# Trecho do documento
Minha mãe ficou aliviada, eu acho, quando voltei pra casa. Apesar dos ferimentos acho que ela pensava que eu tinha acordado e desistido do meu plano maluco!
Quanto tempo ficou fora, quantos países passou?
Se eu contar somente os dias corridos de viagem, ou seja, dias efetivos viajando, foram 365. Essa conta não leva em consideração os 52 dias de recuperação após a fratura e nem os 20 dias da pausa que fiz no meio do caminho. De fato, de bicicleta, foram cerca de 345. O restante foi navegado pelos rios Madeira e Amazonas. Pedalei pouquissimo em Manaus e Belém do Pará e isso nem foi contabilizado.
Percorri 6 países: Brasil (regiões Sul e Norte), Uruguai, Argentina, Chile, Bolívia e Peru. Foram mais de 230 localidades e cidades. Uma aula incrível de ciências humanas e geografia.
Quantos amigos fez? Chegou a contar?
Não contei exatamente. Encontrei mais de 200 pessoas, as quais conheço pelo nome. São de dezenas de países diferentes.
Tive 11 companheiros de viagem. Cicloviajantes que cruzaram meu caminho. Os mais importantes, claro além do meu amigo Martinho, que treinou um ano comigo e foi até Floripa, posso citar o frances Vincent Degove (45 dias) e o alemão Ralph Mertens (54 dias).

# Dados armazenados

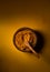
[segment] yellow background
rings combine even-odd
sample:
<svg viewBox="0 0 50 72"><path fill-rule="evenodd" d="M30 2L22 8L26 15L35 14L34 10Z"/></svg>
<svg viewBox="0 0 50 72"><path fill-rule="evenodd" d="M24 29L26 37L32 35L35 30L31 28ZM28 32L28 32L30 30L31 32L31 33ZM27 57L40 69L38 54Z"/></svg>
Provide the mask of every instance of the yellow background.
<svg viewBox="0 0 50 72"><path fill-rule="evenodd" d="M1 72L50 72L49 1L9 1L1 3L0 11ZM20 52L13 45L13 34L22 27L32 28L43 34L46 42L40 59Z"/></svg>

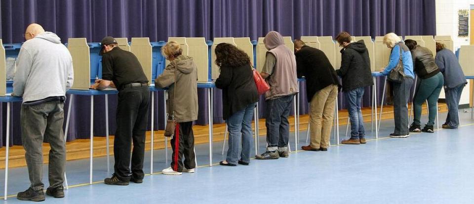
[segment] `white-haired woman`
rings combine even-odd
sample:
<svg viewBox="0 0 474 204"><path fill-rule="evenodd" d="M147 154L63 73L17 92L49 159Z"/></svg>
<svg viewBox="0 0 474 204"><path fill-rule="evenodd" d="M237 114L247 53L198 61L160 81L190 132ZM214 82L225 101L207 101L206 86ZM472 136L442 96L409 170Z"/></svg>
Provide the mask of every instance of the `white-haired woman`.
<svg viewBox="0 0 474 204"><path fill-rule="evenodd" d="M401 82L394 82L394 116L395 119L395 129L390 134L391 137L404 138L408 137L408 109L407 103L410 96L410 89L413 83L413 62L410 50L401 39L393 33L384 37L384 44L392 49L389 64L382 68L380 72L388 75L396 67L401 56L405 77Z"/></svg>
<svg viewBox="0 0 474 204"><path fill-rule="evenodd" d="M170 63L155 80L156 86L169 87L167 113L178 122L171 141L171 166L163 169L163 174L194 173L196 165L193 122L198 120L198 69L193 58L181 54L182 52L176 41L166 43L161 48L161 54Z"/></svg>

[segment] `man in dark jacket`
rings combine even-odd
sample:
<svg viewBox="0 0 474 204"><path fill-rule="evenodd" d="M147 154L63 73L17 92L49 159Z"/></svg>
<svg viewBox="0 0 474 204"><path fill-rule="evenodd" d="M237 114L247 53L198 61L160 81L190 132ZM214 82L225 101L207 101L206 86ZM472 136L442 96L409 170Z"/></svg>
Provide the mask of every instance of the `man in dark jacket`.
<svg viewBox="0 0 474 204"><path fill-rule="evenodd" d="M295 55L298 77L306 79L306 94L310 102L311 142L301 147L307 151L326 151L332 128L339 82L334 68L322 51L295 40Z"/></svg>
<svg viewBox="0 0 474 204"><path fill-rule="evenodd" d="M341 69L336 72L342 77L342 89L351 118L351 138L342 141L343 144L365 143L365 130L362 118L362 97L365 86L373 84L370 73L369 52L363 41L351 41L351 35L346 32L340 33L336 41L342 54Z"/></svg>

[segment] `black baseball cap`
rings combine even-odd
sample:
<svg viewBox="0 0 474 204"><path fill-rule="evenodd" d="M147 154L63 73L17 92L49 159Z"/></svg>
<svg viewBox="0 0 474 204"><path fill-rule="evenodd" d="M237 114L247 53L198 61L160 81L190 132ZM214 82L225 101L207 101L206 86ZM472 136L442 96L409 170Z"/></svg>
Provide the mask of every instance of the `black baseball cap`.
<svg viewBox="0 0 474 204"><path fill-rule="evenodd" d="M114 37L107 36L102 39L102 41L100 41L100 51L99 51L99 55L102 55L102 52L104 51L104 45L117 43L117 41L115 40Z"/></svg>

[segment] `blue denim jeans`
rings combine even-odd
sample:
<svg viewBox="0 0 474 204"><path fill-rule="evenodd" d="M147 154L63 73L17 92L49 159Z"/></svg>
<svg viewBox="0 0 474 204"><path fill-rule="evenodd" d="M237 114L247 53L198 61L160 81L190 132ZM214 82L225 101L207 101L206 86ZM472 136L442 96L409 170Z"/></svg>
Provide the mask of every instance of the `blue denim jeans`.
<svg viewBox="0 0 474 204"><path fill-rule="evenodd" d="M344 92L344 99L347 104L347 111L351 119L351 137L363 138L365 136L364 119L362 118L362 96L365 88L359 87Z"/></svg>
<svg viewBox="0 0 474 204"><path fill-rule="evenodd" d="M266 101L267 151L280 152L288 151L288 140L290 136L290 115L294 94Z"/></svg>
<svg viewBox="0 0 474 204"><path fill-rule="evenodd" d="M448 105L448 116L446 117L445 124L454 128L459 126L459 118L458 116L458 106L461 100L461 94L466 84L463 83L451 88L445 88L446 104Z"/></svg>
<svg viewBox="0 0 474 204"><path fill-rule="evenodd" d="M226 121L229 129L229 150L226 161L237 164L238 161L238 150L242 141L240 160L249 163L252 149L252 119L256 103L247 105L244 109L232 114ZM241 137L240 135L241 135Z"/></svg>

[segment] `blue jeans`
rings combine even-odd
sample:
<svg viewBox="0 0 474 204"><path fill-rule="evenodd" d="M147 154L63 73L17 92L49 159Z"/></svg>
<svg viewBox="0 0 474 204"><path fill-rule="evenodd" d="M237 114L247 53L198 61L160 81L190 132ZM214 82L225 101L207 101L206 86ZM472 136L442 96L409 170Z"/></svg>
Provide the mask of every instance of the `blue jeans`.
<svg viewBox="0 0 474 204"><path fill-rule="evenodd" d="M238 149L242 140L240 160L249 163L252 149L252 119L253 109L256 103L247 105L245 108L232 114L226 121L229 129L229 150L226 161L237 164L238 161ZM241 134L242 136L240 136Z"/></svg>
<svg viewBox="0 0 474 204"><path fill-rule="evenodd" d="M351 119L351 137L354 139L363 138L365 136L364 119L362 118L360 110L365 89L364 87L359 87L344 92L347 111Z"/></svg>
<svg viewBox="0 0 474 204"><path fill-rule="evenodd" d="M446 118L445 124L454 128L457 128L459 125L459 118L458 116L458 106L461 100L461 94L466 84L463 83L451 88L445 88L446 103L448 105L448 116Z"/></svg>
<svg viewBox="0 0 474 204"><path fill-rule="evenodd" d="M290 136L290 115L294 94L266 101L267 151L280 152L288 151L288 140Z"/></svg>

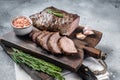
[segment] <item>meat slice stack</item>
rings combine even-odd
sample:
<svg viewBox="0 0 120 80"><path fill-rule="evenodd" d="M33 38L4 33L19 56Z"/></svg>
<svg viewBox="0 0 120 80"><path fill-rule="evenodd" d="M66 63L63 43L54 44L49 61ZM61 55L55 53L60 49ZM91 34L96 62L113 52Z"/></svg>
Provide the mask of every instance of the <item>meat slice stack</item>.
<svg viewBox="0 0 120 80"><path fill-rule="evenodd" d="M33 42L53 54L76 54L78 53L73 41L59 32L33 31L30 33Z"/></svg>
<svg viewBox="0 0 120 80"><path fill-rule="evenodd" d="M62 17L55 14L61 14ZM61 35L70 35L79 25L80 16L68 13L55 7L47 7L43 11L30 16L33 25L40 30L60 32Z"/></svg>

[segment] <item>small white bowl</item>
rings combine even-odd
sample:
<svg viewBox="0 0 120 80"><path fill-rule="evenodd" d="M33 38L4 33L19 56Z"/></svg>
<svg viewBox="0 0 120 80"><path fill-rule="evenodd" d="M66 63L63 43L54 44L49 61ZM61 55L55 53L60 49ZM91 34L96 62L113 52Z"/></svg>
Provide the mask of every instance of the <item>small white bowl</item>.
<svg viewBox="0 0 120 80"><path fill-rule="evenodd" d="M19 17L21 17L21 16L19 16ZM19 17L16 17L16 18L19 18ZM25 17L25 16L23 16L23 17ZM16 18L14 18L13 20L15 20ZM14 30L14 32L15 32L16 35L24 36L24 35L29 34L32 31L32 29L33 29L32 21L28 17L25 17L25 18L27 18L30 21L31 24L29 26L23 27L23 28L17 28L17 27L15 27L13 25L13 20L12 20L11 25L12 25L13 30Z"/></svg>

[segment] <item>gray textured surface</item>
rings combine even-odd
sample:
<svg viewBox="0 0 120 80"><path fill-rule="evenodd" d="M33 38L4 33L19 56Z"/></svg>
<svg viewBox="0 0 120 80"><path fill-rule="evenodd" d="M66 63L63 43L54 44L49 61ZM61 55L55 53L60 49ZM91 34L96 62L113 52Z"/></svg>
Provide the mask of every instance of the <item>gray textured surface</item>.
<svg viewBox="0 0 120 80"><path fill-rule="evenodd" d="M55 6L81 16L81 25L103 32L98 49L106 60L111 80L120 80L120 0L0 0L0 35L12 30L10 20ZM0 80L15 80L11 59L0 47Z"/></svg>

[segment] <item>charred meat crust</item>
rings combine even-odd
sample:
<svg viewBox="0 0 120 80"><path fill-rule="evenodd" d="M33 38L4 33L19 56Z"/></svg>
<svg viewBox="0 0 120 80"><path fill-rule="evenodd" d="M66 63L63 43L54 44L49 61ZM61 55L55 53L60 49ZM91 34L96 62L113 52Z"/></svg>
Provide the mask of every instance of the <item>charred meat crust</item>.
<svg viewBox="0 0 120 80"><path fill-rule="evenodd" d="M61 49L58 47L58 40L61 38L59 32L53 33L48 39L48 48L51 50L53 54L61 54ZM54 39L54 41L53 41Z"/></svg>
<svg viewBox="0 0 120 80"><path fill-rule="evenodd" d="M66 55L74 55L74 54L76 54L76 53L78 53L78 51L77 51L77 49L76 49L76 47L75 47L75 45L74 45L74 42L73 43L71 43L71 44L73 44L73 46L71 46L72 48L74 48L74 51L71 51L70 52L70 49L67 51L67 50L65 50L64 48L65 47L67 47L67 46L63 46L62 45L62 43L67 43L67 42L61 42L61 40L63 39L64 37L61 37L59 40L58 40L58 46L59 46L59 48L62 50L62 52L63 52L63 54L66 54ZM67 37L66 37L67 38ZM68 38L69 39L69 38ZM72 41L72 40L71 40ZM67 45L69 45L68 43L67 43ZM69 45L70 46L70 45Z"/></svg>

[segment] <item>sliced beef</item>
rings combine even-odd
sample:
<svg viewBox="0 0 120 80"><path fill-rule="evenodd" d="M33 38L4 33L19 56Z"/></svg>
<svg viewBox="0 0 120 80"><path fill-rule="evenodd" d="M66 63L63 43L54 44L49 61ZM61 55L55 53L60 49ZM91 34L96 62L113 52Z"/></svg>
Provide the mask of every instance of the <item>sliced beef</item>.
<svg viewBox="0 0 120 80"><path fill-rule="evenodd" d="M29 37L32 38L32 36L33 36L33 34L34 34L35 32L37 32L37 30L32 30L32 31L30 32L30 34L29 34Z"/></svg>
<svg viewBox="0 0 120 80"><path fill-rule="evenodd" d="M40 35L41 33L42 33L41 31L36 31L33 33L33 35L32 35L33 42L36 42L37 36Z"/></svg>
<svg viewBox="0 0 120 80"><path fill-rule="evenodd" d="M42 31L42 33L37 37L36 43L37 43L38 45L41 45L41 44L42 44L41 39L42 39L44 36L46 36L48 33L49 33L49 32L47 32L47 31ZM41 46L42 46L42 45L41 45Z"/></svg>
<svg viewBox="0 0 120 80"><path fill-rule="evenodd" d="M62 14L63 17L58 17L48 12ZM59 31L61 35L70 35L79 25L80 17L77 14L65 12L55 7L48 7L30 16L33 25L40 30Z"/></svg>
<svg viewBox="0 0 120 80"><path fill-rule="evenodd" d="M64 54L71 55L77 53L77 49L74 45L74 42L67 37L62 37L59 40L58 45Z"/></svg>
<svg viewBox="0 0 120 80"><path fill-rule="evenodd" d="M47 41L48 41L49 37L50 37L52 34L53 34L52 32L51 32L51 33L47 33L44 37L41 37L41 39L39 39L40 45L41 45L44 49L46 49L46 50L48 50L48 51L49 51L49 48L48 48L48 45L47 45Z"/></svg>
<svg viewBox="0 0 120 80"><path fill-rule="evenodd" d="M62 53L57 44L60 38L61 36L59 35L59 32L55 32L50 36L48 40L48 47L52 53L57 53L57 54Z"/></svg>

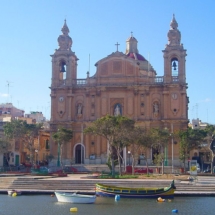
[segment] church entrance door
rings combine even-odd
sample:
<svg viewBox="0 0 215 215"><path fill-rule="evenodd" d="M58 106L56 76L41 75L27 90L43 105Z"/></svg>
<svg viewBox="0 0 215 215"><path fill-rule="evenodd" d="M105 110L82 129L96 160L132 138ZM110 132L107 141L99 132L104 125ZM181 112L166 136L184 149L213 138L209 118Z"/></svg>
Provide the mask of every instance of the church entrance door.
<svg viewBox="0 0 215 215"><path fill-rule="evenodd" d="M84 163L84 147L81 144L78 144L75 147L75 163L76 164Z"/></svg>

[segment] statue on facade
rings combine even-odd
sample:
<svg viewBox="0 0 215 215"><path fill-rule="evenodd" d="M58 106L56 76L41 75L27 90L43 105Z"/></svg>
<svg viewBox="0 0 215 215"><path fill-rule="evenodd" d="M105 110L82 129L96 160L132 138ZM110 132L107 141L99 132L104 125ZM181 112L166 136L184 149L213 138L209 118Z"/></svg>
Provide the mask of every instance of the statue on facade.
<svg viewBox="0 0 215 215"><path fill-rule="evenodd" d="M115 107L115 110L114 110L114 116L119 116L119 115L121 115L121 113L120 113L120 107L119 107L119 105L117 105Z"/></svg>
<svg viewBox="0 0 215 215"><path fill-rule="evenodd" d="M155 116L157 116L158 113L159 113L159 106L158 106L157 103L153 104L153 113L154 113Z"/></svg>
<svg viewBox="0 0 215 215"><path fill-rule="evenodd" d="M81 115L82 114L82 105L79 104L78 105L78 115Z"/></svg>

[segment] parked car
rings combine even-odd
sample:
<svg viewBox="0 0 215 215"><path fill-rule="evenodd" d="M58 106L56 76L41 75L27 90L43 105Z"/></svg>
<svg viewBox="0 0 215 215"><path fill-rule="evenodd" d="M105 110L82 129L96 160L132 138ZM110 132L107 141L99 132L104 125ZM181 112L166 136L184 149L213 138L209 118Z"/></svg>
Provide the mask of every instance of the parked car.
<svg viewBox="0 0 215 215"><path fill-rule="evenodd" d="M78 170L73 166L64 166L63 171L66 173L76 173Z"/></svg>
<svg viewBox="0 0 215 215"><path fill-rule="evenodd" d="M196 164L196 170L197 170L197 173L201 172L199 163ZM190 173L190 170L187 171L187 173Z"/></svg>
<svg viewBox="0 0 215 215"><path fill-rule="evenodd" d="M134 173L147 174L147 168L135 168ZM153 173L153 169L148 168L148 173Z"/></svg>
<svg viewBox="0 0 215 215"><path fill-rule="evenodd" d="M149 173L153 173L153 169L148 168ZM132 173L132 166L126 166L126 173ZM134 173L145 173L147 174L147 168L145 167L135 167Z"/></svg>
<svg viewBox="0 0 215 215"><path fill-rule="evenodd" d="M197 172L201 172L201 169L200 169L199 163L197 163Z"/></svg>
<svg viewBox="0 0 215 215"><path fill-rule="evenodd" d="M62 167L52 166L48 168L48 173L63 173Z"/></svg>
<svg viewBox="0 0 215 215"><path fill-rule="evenodd" d="M204 173L211 173L211 169L205 169L203 172Z"/></svg>

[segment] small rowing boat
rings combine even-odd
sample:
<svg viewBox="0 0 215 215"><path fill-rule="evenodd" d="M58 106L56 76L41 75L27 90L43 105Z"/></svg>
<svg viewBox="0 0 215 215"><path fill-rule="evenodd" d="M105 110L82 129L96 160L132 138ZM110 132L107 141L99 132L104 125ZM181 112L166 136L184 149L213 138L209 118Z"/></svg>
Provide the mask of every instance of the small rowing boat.
<svg viewBox="0 0 215 215"><path fill-rule="evenodd" d="M82 195L68 192L55 192L58 202L92 204L96 200L96 195Z"/></svg>
<svg viewBox="0 0 215 215"><path fill-rule="evenodd" d="M16 194L17 196L20 196L20 195L22 194L22 192L19 191L19 190L8 190L8 191L7 191L7 194L8 194L9 196L12 196L13 194Z"/></svg>
<svg viewBox="0 0 215 215"><path fill-rule="evenodd" d="M174 191L176 187L174 180L171 182L169 187L162 188L128 188L128 187L117 187L104 184L96 184L96 195L105 197L115 197L120 195L124 198L174 198Z"/></svg>

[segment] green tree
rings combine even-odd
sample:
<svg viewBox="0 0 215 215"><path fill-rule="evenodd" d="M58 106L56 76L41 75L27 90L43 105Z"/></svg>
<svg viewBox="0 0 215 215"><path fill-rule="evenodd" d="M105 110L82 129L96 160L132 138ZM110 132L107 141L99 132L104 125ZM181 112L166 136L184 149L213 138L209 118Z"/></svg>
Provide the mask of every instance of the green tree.
<svg viewBox="0 0 215 215"><path fill-rule="evenodd" d="M4 126L4 134L9 139L22 142L24 148L30 153L30 162L33 163L33 155L35 153L34 140L38 137L39 131L42 129L42 123L28 124L23 120L12 120Z"/></svg>
<svg viewBox="0 0 215 215"><path fill-rule="evenodd" d="M190 157L190 151L201 147L202 142L204 141L207 132L202 129L192 129L187 128L186 130L181 130L178 132L179 137L179 159L184 164Z"/></svg>
<svg viewBox="0 0 215 215"><path fill-rule="evenodd" d="M168 129L163 128L153 128L152 136L154 139L153 148L158 150L159 160L161 160L162 164L162 174L164 173L164 159L167 159L166 149L168 147L170 132ZM164 151L165 150L165 151ZM164 155L165 153L165 155Z"/></svg>
<svg viewBox="0 0 215 215"><path fill-rule="evenodd" d="M127 135L133 120L127 117L106 115L94 121L91 126L84 129L85 134L93 134L104 137L108 142L109 156L111 159L112 176L115 176L114 148L118 148L118 155L125 144L128 143ZM129 126L128 126L129 125ZM127 133L127 134L126 134ZM124 136L126 134L126 137Z"/></svg>
<svg viewBox="0 0 215 215"><path fill-rule="evenodd" d="M211 144L214 141L215 126L207 125L205 128L205 131L207 132L207 137L206 137L207 149L209 148L211 151L211 173L213 173L213 161L214 161L215 152L214 152L213 148L211 147Z"/></svg>
<svg viewBox="0 0 215 215"><path fill-rule="evenodd" d="M131 136L130 133L134 129L135 121L131 120L124 116L116 116L117 122L117 132L114 137L113 147L115 147L117 151L117 158L119 164L119 174L122 174L122 156L121 152L123 149L131 143Z"/></svg>
<svg viewBox="0 0 215 215"><path fill-rule="evenodd" d="M154 143L154 136L152 135L152 129L146 129L140 126L136 126L131 133L131 156L132 156L132 174L134 174L134 166L139 159L139 152L144 153L144 158L146 160L147 174L148 174L148 157L147 151L151 148Z"/></svg>
<svg viewBox="0 0 215 215"><path fill-rule="evenodd" d="M71 129L60 127L57 130L57 132L55 132L52 135L52 138L58 144L58 163L57 163L57 165L62 166L63 165L63 163L62 163L63 147L73 138L73 131Z"/></svg>
<svg viewBox="0 0 215 215"><path fill-rule="evenodd" d="M5 138L0 138L0 153L3 154L7 160L7 163L11 169L10 163L9 163L9 153L12 150L12 144L9 140Z"/></svg>

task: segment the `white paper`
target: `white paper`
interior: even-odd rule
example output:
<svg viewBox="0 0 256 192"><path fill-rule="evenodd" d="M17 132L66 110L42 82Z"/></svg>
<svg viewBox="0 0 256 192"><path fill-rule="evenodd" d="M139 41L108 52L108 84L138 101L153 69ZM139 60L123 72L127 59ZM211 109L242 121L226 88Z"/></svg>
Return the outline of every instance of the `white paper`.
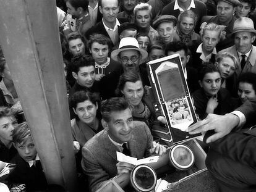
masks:
<svg viewBox="0 0 256 192"><path fill-rule="evenodd" d="M116 151L116 157L118 161L125 162L132 164L132 165L137 165L147 164L149 163L156 162L158 161L159 156L149 157L148 158L144 158L144 159L138 160L138 159L135 157L132 157L130 156L127 156L122 154L122 152Z"/></svg>

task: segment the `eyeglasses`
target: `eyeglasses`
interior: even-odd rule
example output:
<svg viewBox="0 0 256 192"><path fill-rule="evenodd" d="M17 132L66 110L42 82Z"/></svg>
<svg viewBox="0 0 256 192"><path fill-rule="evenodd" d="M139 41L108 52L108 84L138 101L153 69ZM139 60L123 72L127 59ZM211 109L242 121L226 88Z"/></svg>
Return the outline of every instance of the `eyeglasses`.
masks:
<svg viewBox="0 0 256 192"><path fill-rule="evenodd" d="M123 62L127 62L129 60L130 60L132 62L135 62L138 60L137 56L132 56L130 58L128 58L127 57L123 57L121 58L121 60Z"/></svg>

# Tarefa 1
Responda com base no trecho:
(a) Quantos dias de recuperação após a fratura ficaram fora da conta dos 365 dias?
(b) Quais países foram percorridos?
(c) Quantos companheiros de viagem são mencionados?
# Tarefa 2
Copie do trecho, sem nenhuma alteração, a passagem que vai de "Percorri 6 países: Brasil" até "Chegou a contar?".

# Solução 1
(a) 52 dias.
(b) Brasil, Uruguai, Argentina, Chile, Bolívia e Peru.
(c) 11.

# Solução 2
Percorri 6 países: Brasil (regiões Sul e Norte), Uruguai, Argentina, Chile, Bolívia e Peru. Foram mais de 230 localidades e cidades. Uma aula incrível de ciências humanas e geografia.
Quantos amigos fez? Chegou a contar?